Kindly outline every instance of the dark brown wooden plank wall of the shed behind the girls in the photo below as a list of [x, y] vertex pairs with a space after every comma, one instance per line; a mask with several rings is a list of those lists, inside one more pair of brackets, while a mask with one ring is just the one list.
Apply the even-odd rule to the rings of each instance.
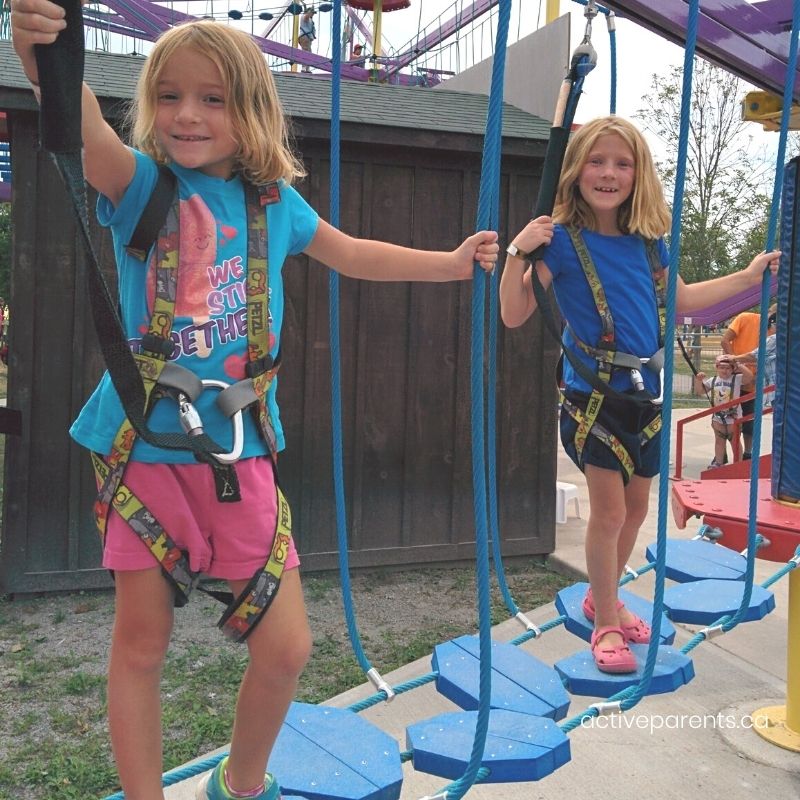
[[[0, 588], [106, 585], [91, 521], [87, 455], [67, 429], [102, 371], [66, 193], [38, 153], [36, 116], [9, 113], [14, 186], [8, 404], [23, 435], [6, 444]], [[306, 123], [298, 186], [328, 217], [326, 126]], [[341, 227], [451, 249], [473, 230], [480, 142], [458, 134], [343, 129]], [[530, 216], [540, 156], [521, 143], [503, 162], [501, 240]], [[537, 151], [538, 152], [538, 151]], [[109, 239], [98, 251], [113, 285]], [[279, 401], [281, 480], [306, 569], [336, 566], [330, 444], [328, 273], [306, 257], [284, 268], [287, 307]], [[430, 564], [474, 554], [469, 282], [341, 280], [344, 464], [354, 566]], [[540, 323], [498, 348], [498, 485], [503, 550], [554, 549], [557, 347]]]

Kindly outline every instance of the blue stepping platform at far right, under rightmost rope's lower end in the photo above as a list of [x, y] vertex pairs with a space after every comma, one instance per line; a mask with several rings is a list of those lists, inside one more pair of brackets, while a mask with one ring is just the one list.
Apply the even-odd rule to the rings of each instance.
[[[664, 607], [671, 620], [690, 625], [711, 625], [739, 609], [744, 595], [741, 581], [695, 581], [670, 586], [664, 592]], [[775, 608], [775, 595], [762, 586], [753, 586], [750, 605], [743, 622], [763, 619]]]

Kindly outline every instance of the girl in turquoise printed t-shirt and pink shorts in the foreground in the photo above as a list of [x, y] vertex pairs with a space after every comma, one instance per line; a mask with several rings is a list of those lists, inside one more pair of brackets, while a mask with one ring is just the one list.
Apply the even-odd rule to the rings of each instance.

####################

## Problem details:
Output the lines above in full and exactly as given, omitting any pictures.

## Task solution:
Kindly outline every instance of the dark brown wooden plank wall of the shed behind the girls in the photo below as a list of [x, y] vertex pairs with a space after every comma, one instance per line; a mask with several rings is a list of those lists, inside one more pair of brackets, while a mask with one ring is just the one list.
Apply the even-odd rule to the rings of each instance.
[[[0, 588], [106, 585], [91, 521], [87, 455], [67, 429], [102, 371], [66, 193], [38, 153], [36, 116], [9, 113], [14, 186], [8, 404], [23, 435], [6, 444]], [[306, 123], [298, 186], [328, 217], [326, 126]], [[341, 227], [451, 249], [473, 230], [480, 142], [458, 134], [343, 129]], [[530, 216], [540, 156], [521, 143], [503, 162], [501, 240]], [[537, 151], [538, 152], [538, 151]], [[109, 239], [98, 251], [113, 285]], [[279, 401], [281, 480], [306, 569], [336, 566], [330, 444], [328, 273], [306, 257], [284, 268], [287, 307]], [[430, 564], [474, 554], [469, 282], [341, 280], [344, 464], [354, 566]], [[540, 323], [498, 348], [498, 485], [503, 550], [554, 549], [557, 347]]]

Kindly outline every instance of the blue stepping platform at far right, under rightmost rope's lower end in the photo above as a list of [x, y] vertex pairs with a space after every comma, one instance per line; a mask with several rings is a list of those lists, inside one more pair of brackets, while a mask with one ring is just the one list.
Apply the even-odd rule to the rings of each instance.
[[[664, 607], [671, 620], [690, 625], [711, 625], [739, 609], [744, 595], [741, 581], [695, 581], [670, 586], [664, 592]], [[775, 608], [775, 595], [762, 586], [753, 586], [750, 605], [743, 622], [763, 619]]]

Kindly outline every instance of the girl in turquoise printed t-shirt and pink shorts in the foreground in the photo above as a list of [x, y] vertex pairs with a space after every comma, one instance per line; a mask with several rings is a list of those lists, inside one more pair of brackets, while a mask with one ring is just the one list.
Apply the even-odd rule to the rings of each instance.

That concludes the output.